No ponto de partida do amor humano, o amor de si mesmo, a procura da felicidade, ocupa inevitavelmente o primeiro lugar. Ninguém se casa por espírito de sacrifício e, se alguma alma generosa pensa fazê-lo, é preciso desviá-la dessa ideia. Sucede de vez em quando que um rapaz – ou mais frequentemente uma rapariga – amado por alguém a quem não ama, comovido por este amar, aterrorizado com o pensamento de poder despedaçar uma vida com uma recusa, aceita o casamento. A única coisa que com isso consegue é, por via de regra, despedaçar duas vidas em vez de uma, porque uma condição da felicidade conjugal é que cada um dos esposos faça o outro feliz.
O homem novo, no limiar da vida, quer realizar a sua vida e isso leva-o a procurar uma companheira. A rapariga sonha com um companheiro. É natural, legitimo e são que pensem em si mesmos neste momento, e que o outro lhes apareça como aquilo que para eles representa. Mas a purificação deste amor natural, nitidamente egocêntrico, está em que, muito em breve, logo que o amor se assegura da reciprocidade, ultrapassa a simples procura da felicidade pessoal, sentindo-se aquele que ama feliz em fazer a felicidade do outro, pensando nessa felicidade e experimentando o assombro feliz e o enternecimento das almas puras ao ver que constitui toda a felicidade de um outro ser humano. O desejo de tornar o outro feliz, o reconhecimento pela felicidade recebida tomam então lugar a par ou, mais exactamente, no íntimo do desejo de felicidade pessoal. No entanto continua a ser próprio da natureza do amor humano desejar que o ser amado seja feliz por nós; queremo-lo feliz, mas não suportaríamos que devesse a sua felicidade a outra pessoa; desejamos realizar nós próprios a sua felicidade porque o amamos e porque é esse um dos elementos do amor. O ser amado é tudo para nós, e pretendemos ser tudo para ele; a sua felicidade entra nesse todo, a par do que é próprio de si mesmo. O amor humano é uma associação de dois seres e de duas felicidades; está na sua natureza não mais fazer distinções.
-*-*-
TAREFAS A REALIZAR =
**1)** Devolva integralmente o excerto sobre o amor humano, sem qualquer alteração.
**2)** Apresente cada linha das entradas em que ocorre a palavra "white", tendo em conta a distinção entre maiúsculas e minúsculas.
O excerto e as entradas provêm de fontes distintas.
-*-*-
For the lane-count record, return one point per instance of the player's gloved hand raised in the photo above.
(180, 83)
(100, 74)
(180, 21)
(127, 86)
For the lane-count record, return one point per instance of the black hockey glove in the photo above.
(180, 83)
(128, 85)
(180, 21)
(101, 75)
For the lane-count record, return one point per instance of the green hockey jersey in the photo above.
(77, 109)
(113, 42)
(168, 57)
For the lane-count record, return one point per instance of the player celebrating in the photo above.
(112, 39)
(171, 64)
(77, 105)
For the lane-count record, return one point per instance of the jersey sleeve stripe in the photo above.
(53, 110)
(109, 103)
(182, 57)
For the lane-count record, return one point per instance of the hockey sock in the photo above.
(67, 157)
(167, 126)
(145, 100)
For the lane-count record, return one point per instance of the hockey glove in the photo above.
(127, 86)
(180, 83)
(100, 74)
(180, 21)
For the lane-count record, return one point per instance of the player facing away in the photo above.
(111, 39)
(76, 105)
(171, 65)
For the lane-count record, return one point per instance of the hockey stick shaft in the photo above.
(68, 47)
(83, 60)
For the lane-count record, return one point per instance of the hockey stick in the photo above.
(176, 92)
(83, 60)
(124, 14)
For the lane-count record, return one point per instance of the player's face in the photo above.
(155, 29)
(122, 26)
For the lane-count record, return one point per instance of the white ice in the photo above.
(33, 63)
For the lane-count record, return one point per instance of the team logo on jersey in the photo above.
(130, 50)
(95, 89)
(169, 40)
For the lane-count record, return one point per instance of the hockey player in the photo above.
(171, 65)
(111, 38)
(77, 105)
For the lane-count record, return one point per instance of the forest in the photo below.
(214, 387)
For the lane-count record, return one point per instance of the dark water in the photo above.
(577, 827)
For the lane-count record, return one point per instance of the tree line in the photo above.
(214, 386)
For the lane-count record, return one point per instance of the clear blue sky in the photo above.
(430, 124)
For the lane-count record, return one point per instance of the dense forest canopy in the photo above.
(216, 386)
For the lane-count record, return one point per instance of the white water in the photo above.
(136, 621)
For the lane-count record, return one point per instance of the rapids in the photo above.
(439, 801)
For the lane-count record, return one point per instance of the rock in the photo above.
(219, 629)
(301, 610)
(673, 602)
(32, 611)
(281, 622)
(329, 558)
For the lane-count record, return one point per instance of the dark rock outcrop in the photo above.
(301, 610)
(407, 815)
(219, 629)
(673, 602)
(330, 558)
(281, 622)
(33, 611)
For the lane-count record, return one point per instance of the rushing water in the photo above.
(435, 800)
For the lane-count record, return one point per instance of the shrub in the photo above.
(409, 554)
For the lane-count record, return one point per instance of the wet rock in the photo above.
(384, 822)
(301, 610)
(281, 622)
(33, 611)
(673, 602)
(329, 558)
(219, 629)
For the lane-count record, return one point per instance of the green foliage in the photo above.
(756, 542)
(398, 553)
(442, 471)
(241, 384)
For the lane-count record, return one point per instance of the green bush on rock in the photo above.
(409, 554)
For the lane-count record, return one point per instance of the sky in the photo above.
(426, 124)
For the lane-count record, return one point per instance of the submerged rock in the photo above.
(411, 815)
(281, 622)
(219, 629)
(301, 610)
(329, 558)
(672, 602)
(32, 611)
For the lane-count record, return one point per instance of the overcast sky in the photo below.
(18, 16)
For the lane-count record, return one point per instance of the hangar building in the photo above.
-*-*-
RESPOSTAS POR TAREFA =
**1)**
No ponto de partida do amor humano, o amor de si mesmo, a procura da felicidade, ocupa inevitavelmente o primeiro lugar. Ninguém se casa por espírito de sacrifício e, se alguma alma generosa pensa fazê-lo, é preciso desviá-la dessa ideia. Sucede de vez em quando que um rapaz – ou mais frequentemente uma rapariga – amado por alguém a quem não ama, comovido por este amar, aterrorizado com o pensamento de poder despedaçar uma vida com uma recusa, aceita o casamento. A única coisa que com isso consegue é, por via de regra, despedaçar duas vidas em vez de uma, porque uma condição da felicidade conjugal é que cada um dos esposos faça o outro feliz.
O homem novo, no limiar da vida, quer realizar a sua vida e isso leva-o a procurar uma companheira. A rapariga sonha com um companheiro. É natural, legitimo e são que pensem em si mesmos neste momento, e que o outro lhes apareça como aquilo que para eles representa. Mas a purificação deste amor natural, nitidamente egocêntrico, está em que, muito em breve, logo que o amor se assegura da reciprocidade, ultrapassa a simples procura da felicidade pessoal, sentindo-se aquele que ama feliz em fazer a felicidade do outro, pensando nessa felicidade e experimentando o assombro feliz e o enternecimento das almas puras ao ver que constitui toda a felicidade de um outro ser humano. O desejo de tornar o outro feliz, o reconhecimento pela felicidade recebida tomam então lugar a par ou, mais exactamente, no íntimo do desejo de felicidade pessoal. No entanto continua a ser próprio da natureza do amor humano desejar que o ser amado seja feliz por nós; queremo-lo feliz, mas não suportaríamos que devesse a sua felicidade a outra pessoa; desejamos realizar nós próprios a sua felicidade porque o amamos e porque é esse um dos elementos do amor. O ser amado é tudo para nós, e pretendemos ser tudo para ele; a sua felicidade entra nesse todo, a par do que é próprio de si mesmo. O amor humano é uma associação de dois seres e de duas felicidades; está na sua natureza não mais fazer distinções.

**2)**
For the lane-count record, return one point per instance of the white ice in the photo above.
For the lane-count record, return one point per instance of the white water in the photo above.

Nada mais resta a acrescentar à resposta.